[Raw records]
## start
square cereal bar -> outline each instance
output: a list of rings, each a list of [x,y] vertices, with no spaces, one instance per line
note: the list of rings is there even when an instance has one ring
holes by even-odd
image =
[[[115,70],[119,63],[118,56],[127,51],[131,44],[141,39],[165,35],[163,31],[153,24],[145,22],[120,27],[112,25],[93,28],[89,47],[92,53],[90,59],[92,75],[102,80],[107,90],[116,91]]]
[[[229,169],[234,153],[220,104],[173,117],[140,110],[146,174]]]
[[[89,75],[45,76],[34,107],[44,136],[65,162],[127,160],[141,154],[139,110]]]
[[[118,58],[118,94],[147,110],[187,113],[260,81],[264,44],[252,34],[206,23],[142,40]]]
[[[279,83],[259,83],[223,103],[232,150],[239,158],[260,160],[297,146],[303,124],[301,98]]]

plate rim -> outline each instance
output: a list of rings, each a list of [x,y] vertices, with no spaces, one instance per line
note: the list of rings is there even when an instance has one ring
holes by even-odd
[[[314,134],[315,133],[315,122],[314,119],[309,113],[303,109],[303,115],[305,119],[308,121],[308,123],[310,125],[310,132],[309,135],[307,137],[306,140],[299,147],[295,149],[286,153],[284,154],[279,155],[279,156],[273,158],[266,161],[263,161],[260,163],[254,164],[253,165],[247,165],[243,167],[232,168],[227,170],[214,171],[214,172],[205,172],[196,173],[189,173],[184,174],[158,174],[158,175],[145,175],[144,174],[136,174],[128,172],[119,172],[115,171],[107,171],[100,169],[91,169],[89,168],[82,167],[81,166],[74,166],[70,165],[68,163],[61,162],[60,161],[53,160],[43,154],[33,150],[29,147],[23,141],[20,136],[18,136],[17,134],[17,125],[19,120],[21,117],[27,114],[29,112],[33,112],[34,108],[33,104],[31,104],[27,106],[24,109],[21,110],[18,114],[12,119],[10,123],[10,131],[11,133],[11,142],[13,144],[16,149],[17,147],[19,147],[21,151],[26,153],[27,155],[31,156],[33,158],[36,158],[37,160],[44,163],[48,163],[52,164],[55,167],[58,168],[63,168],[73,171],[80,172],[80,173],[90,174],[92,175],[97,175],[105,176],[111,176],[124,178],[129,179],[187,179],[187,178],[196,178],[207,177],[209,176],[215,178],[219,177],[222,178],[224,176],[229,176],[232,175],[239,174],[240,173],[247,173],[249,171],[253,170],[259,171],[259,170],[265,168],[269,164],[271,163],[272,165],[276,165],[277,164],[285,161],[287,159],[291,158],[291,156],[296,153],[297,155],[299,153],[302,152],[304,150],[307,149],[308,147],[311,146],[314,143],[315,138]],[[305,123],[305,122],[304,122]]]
## end
Scale the stretch of the items from the start through the line containing "[[[229,169],[234,153],[220,104],[173,117],[140,110],[146,174]]]", giving every line again with the wording lines left unchanged. Multiply each coordinate in the outlines by 1.8 and round to whole numbers, with halves going up.

square cereal bar -> outline each instance
output: a list of rings, each a list of [x,y] vertices, with no spaces, one instance per line
note: the list of rings is there even when an instance has one ring
holes by even-odd
image =
[[[207,126],[214,113],[212,101],[229,92],[236,79],[254,70],[297,63],[293,56],[275,43],[261,40],[216,49],[202,45],[167,50],[160,85],[166,95],[162,106],[166,135],[184,144],[193,162],[209,164]]]
[[[412,304],[421,275],[396,187],[311,211],[252,198],[263,313]]]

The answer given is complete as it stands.